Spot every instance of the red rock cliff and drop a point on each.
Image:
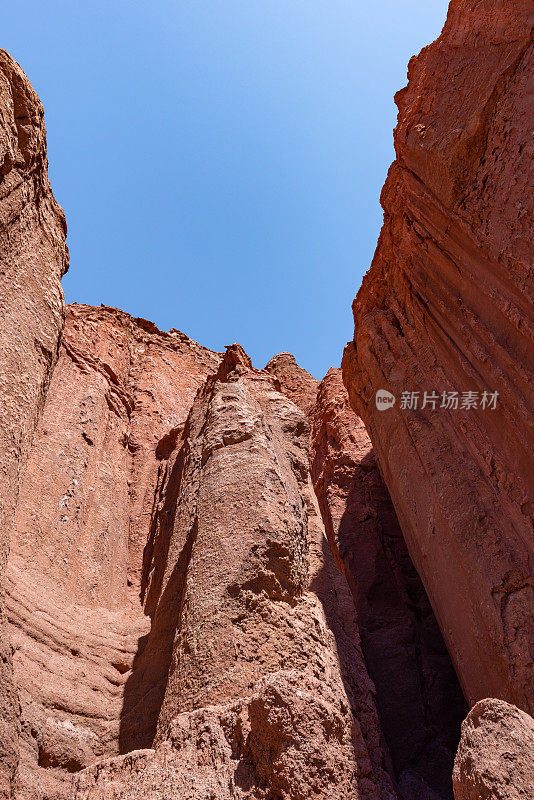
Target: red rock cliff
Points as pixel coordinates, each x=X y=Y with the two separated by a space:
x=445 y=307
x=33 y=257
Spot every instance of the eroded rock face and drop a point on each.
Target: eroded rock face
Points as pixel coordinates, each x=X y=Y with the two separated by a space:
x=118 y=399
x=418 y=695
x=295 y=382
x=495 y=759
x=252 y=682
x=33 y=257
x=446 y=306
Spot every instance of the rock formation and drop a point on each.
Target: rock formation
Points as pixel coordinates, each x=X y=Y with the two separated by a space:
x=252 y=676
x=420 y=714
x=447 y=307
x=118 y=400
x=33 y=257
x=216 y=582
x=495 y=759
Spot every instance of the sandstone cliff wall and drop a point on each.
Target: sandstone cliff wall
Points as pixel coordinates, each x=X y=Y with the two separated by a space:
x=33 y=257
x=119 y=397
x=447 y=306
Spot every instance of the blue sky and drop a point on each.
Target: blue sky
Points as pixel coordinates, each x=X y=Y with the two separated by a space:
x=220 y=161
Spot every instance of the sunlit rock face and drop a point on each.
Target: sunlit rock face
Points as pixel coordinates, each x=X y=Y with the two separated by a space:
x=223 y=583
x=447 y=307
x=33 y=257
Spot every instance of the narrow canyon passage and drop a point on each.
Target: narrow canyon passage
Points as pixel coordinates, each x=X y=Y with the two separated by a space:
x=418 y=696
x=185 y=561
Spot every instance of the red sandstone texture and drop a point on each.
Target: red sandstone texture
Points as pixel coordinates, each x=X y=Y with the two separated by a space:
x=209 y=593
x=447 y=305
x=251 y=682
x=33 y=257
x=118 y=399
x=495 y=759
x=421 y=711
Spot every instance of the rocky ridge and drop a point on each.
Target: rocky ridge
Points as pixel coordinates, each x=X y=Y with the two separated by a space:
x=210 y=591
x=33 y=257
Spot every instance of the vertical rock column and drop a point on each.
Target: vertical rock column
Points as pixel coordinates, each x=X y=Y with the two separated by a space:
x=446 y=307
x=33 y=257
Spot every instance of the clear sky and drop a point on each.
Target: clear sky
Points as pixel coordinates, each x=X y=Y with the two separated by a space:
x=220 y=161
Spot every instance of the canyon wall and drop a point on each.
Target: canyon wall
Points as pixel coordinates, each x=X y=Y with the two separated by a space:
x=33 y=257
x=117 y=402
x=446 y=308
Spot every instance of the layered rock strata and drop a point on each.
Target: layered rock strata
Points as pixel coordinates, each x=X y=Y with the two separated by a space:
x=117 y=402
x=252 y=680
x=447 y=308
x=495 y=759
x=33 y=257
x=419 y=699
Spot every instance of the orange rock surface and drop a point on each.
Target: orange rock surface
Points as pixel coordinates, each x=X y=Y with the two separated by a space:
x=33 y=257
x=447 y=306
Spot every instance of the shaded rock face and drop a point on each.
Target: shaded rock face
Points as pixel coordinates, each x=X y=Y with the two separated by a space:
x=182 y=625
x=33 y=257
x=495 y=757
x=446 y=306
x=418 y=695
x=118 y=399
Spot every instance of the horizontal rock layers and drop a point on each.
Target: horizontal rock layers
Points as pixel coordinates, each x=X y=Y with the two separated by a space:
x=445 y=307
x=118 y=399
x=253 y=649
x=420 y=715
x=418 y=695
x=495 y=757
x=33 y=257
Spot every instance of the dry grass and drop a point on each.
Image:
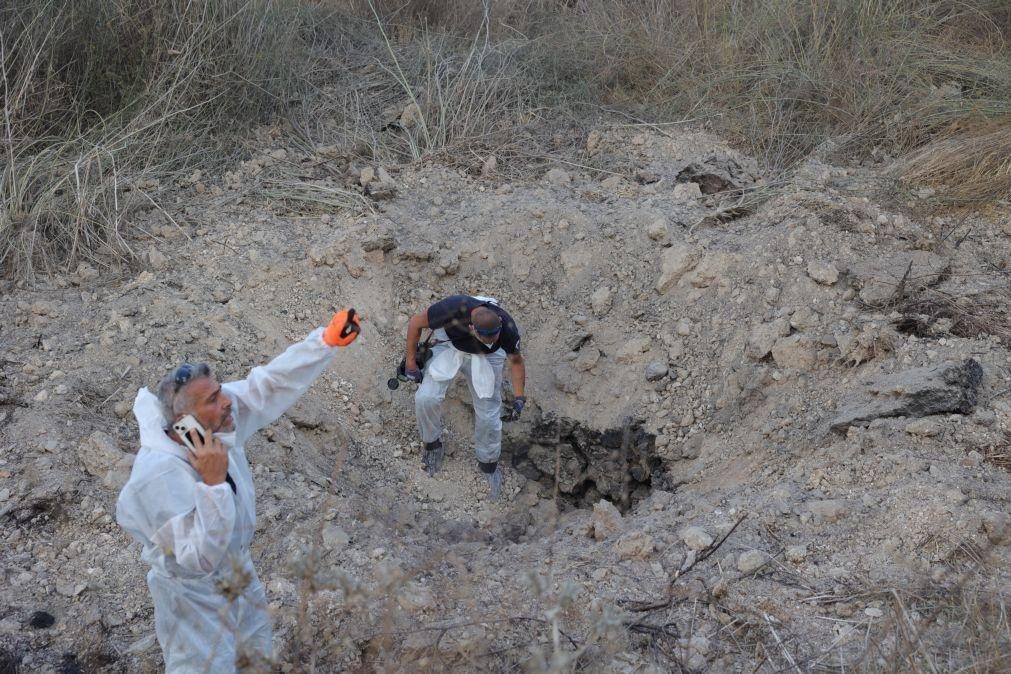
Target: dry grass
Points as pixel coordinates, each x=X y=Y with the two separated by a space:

━━━━━━

For this exercise, copy every line of the data that holds "layers".

## Response area
Spot every instance of the horizontal rock layers and drop a point on each.
Target: horizontal rock layers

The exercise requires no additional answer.